— Extrait choisi —
Au fil du temps, les portes ont évolué en de remarquables points forts et elles furent également utilisées comme résidence, en particulier par le connétable du château - la personne en charge de la gestion quotidienne du château. Certaines portes abritaient aussi des cachots souterrains et des pièces dans les étages supérieurs pour les prisonniers plus honorables capturés pour rançon. Une chapelle pouvait également être incorporée à la porterie. Les plus grands châteaux étaient parfois dotés d'une seconde porte fortifiée (généralement dans le mur du côté opposé à la porte principale) et d'une ou plusieurs très petites portes ou poternes permettant l'accès d'une personne à la fois en cas d'urgence.
La tour maîtresse
La tour maîtresse ou donjon était une tour à étages dotée de murs particulièrement épais et d'une entrée bien défendue, ce qui en faisait l'endroit le plus sûr du château en cas d'attaque. Les tours maîtresses ont fait leur apparition dans la plupart des châteaux à partir du début du 12e siècle. Une tour maîtresse pouvait être carrée ou rectangulaire. Elle était souvent couronnée de petites tours ou tourelles, dont certaines étaient rondes et elles-mêmes couronnées de hourds en bois servant de plateformes de tir. S'élevant dans certains cas jusqu'à 40 mètres de haut (bien que 20 mètres soit la norme), ces imposantes structures symbolisaient le pouvoir d'un seigneur ou d'un souverain local et servaient également de lieu de retraite le cas échéant. Leur construction étant très coûteuse, les tours maîtresses ont progressivement été remplacées, au 13e siècle, par des tours rondes situées à l'intérieur de l'enceinte concentrique et plus grandes que les tours précédentes.

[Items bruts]

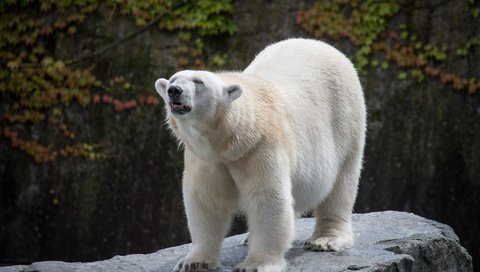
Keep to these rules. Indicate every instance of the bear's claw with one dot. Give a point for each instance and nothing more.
(193, 267)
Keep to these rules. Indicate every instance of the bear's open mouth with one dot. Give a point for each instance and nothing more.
(179, 108)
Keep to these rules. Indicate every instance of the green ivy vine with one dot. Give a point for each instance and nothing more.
(40, 87)
(366, 25)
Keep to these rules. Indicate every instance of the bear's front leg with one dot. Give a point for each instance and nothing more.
(210, 198)
(265, 191)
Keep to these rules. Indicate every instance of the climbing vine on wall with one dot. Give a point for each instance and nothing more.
(37, 87)
(366, 25)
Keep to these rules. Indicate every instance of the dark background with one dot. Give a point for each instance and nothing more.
(117, 189)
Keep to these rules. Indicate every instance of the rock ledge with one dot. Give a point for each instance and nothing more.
(384, 241)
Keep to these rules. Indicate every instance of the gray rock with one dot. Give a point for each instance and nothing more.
(384, 241)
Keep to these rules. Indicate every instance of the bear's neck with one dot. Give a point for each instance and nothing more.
(237, 128)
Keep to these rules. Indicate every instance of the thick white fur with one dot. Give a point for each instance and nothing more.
(285, 135)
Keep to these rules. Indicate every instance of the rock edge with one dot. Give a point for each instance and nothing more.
(384, 241)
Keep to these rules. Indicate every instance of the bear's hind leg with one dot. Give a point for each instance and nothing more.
(333, 228)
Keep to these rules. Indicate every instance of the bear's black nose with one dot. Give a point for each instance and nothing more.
(174, 92)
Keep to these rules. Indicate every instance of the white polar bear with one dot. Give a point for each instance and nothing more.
(286, 135)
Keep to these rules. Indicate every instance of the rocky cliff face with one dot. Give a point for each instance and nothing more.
(384, 241)
(422, 153)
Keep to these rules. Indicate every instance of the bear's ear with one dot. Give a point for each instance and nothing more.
(161, 87)
(232, 92)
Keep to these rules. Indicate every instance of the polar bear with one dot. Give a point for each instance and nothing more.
(284, 136)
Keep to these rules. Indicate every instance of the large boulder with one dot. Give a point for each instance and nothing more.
(384, 241)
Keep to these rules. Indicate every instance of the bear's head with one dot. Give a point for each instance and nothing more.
(196, 94)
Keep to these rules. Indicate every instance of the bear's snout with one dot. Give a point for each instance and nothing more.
(174, 92)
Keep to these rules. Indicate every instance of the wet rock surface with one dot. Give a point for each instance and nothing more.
(384, 241)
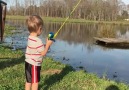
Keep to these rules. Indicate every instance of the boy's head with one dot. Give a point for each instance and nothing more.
(35, 24)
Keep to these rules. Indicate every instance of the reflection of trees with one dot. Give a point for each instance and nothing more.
(122, 29)
(106, 31)
(74, 33)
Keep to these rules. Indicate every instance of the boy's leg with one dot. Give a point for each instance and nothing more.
(34, 86)
(28, 76)
(27, 86)
(35, 77)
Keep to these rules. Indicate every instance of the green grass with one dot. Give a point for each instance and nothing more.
(57, 19)
(54, 75)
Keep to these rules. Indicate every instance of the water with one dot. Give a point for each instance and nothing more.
(75, 46)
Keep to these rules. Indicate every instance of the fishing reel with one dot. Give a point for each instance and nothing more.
(51, 36)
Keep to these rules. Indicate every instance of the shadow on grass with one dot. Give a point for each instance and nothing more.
(56, 78)
(112, 87)
(8, 62)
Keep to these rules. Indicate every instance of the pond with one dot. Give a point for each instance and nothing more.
(76, 46)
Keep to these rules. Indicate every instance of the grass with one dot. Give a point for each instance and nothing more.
(58, 19)
(54, 75)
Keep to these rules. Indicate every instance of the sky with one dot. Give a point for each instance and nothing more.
(126, 1)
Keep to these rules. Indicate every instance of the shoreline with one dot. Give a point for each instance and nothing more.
(58, 19)
(54, 75)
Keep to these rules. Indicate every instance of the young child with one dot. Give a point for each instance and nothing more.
(34, 52)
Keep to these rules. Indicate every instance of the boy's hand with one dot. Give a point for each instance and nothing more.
(51, 36)
(49, 42)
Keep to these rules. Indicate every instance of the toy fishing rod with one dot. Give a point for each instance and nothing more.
(2, 18)
(51, 35)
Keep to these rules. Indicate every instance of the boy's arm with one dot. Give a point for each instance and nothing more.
(48, 44)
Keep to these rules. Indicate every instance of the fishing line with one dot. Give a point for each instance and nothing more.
(67, 19)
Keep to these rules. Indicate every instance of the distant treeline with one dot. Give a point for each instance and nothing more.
(103, 10)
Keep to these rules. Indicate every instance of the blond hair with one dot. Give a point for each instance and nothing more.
(34, 22)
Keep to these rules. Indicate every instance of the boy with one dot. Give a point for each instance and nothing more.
(34, 52)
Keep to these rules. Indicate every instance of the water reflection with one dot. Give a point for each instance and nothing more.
(75, 46)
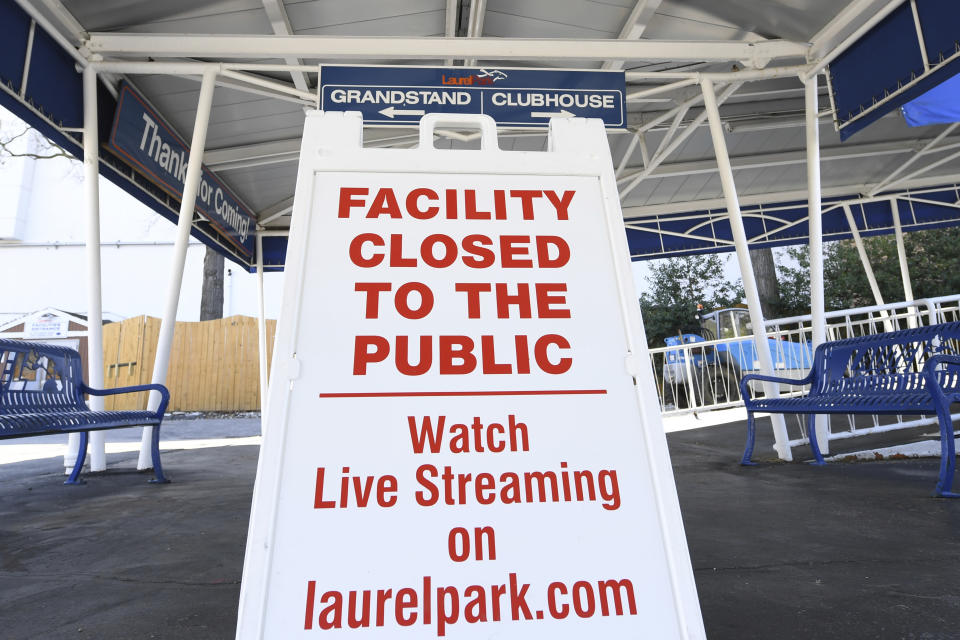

— Consignes —
1. D'après l'extrait sur les châteaux, quelle était la hauteur habituelle d'une tour maîtresse ?
2. Résumez l'extrait sur les châteaux en deux phrases.
Les items n'ont aucun rôle dans ce travail.

— Corrigés —
1. Une tour maîtresse mesurait habituellement 20 mètres de haut.

2. Les portes des châteaux sont devenues de véritables points forts, servant aussi de résidence au connétable et pouvant abriter des cachots, des pièces pour prisonniers et une chapelle. La tour maîtresse, tour à étages aux murs épais apparue au début du 12e siècle, était l'endroit le plus sûr du château et symbolisait le pouvoir d'un seigneur, mais son coût a conduit à la remplacer au 13e siècle par des tours rondes.